# WHAT YOU HAVE TO DO
Rewrite the text of the items below, changing every "handrail" to "railing" and leaving everything else as it is. Leave the pictures out of your answer.

::: RECORD EXCERPTS :::

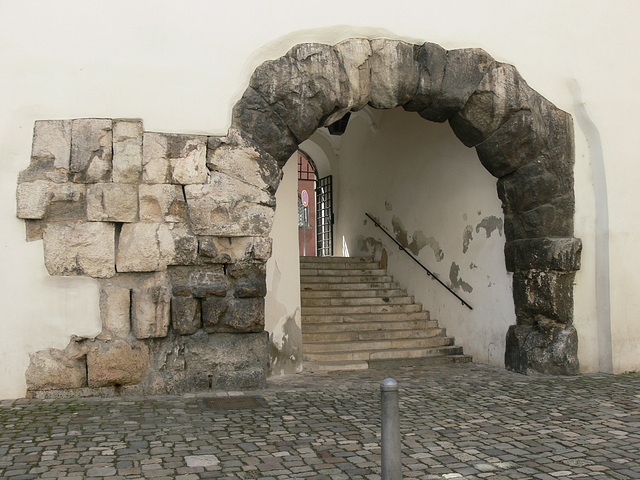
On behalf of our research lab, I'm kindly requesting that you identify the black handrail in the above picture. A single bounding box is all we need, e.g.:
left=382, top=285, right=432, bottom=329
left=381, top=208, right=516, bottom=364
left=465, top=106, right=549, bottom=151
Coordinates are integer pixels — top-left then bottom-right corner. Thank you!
left=365, top=213, right=473, bottom=310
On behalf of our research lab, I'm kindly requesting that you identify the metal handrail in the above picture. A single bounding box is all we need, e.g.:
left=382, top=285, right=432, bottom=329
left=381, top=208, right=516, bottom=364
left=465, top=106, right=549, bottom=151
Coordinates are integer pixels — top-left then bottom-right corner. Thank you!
left=365, top=213, right=473, bottom=310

:::

# TASK SOLUTION
On behalf of our research lab, I'm kindly requesting that you identify the black railing in the above picture. A single bounding box is all we need, e.g.:
left=382, top=285, right=432, bottom=329
left=381, top=208, right=516, bottom=364
left=465, top=106, right=549, bottom=151
Coordinates are integer pixels — top-left then bottom-right corner. Thank you!
left=365, top=213, right=473, bottom=310
On behalf of our research lab, I'm kindly requesting that you identify the metal railing in the above picture. A single bounding box is all we need, e.g.:
left=382, top=285, right=432, bottom=329
left=381, top=208, right=516, bottom=364
left=465, top=106, right=549, bottom=151
Coordinates are integer pixels — top-left then bottom-right corner. Thank you!
left=365, top=213, right=473, bottom=310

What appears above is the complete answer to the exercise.